# [REQUIREMENT]
Exactly reproduce the entries, dropping any pictures from your copy.

Referring expression pointing data
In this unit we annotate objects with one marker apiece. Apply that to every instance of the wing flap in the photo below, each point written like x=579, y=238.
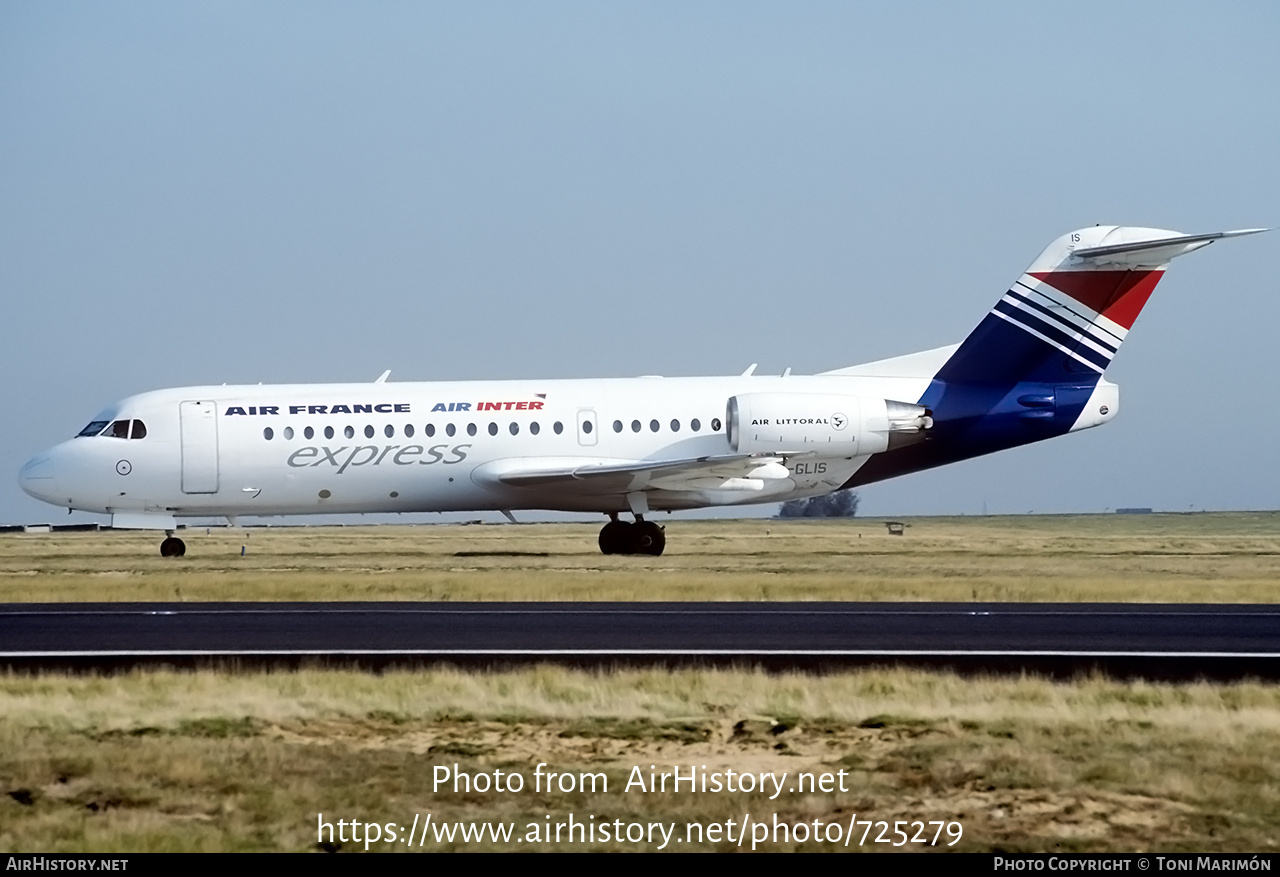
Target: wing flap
x=588, y=476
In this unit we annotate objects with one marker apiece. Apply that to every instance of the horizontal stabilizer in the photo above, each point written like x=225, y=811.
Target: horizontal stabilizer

# [RESPONSE]
In this unit we annotate objects with one marker apiece. Apply that to every instance of the wing flap in the photo below, each point written like x=579, y=238.
Target: wing flap
x=588, y=476
In this unit we annotate objects with one marker apiece. Apply that to every instance of the horizontal stabilizer in the photo above, each point written like x=225, y=811.
Target: horizontal stabilizer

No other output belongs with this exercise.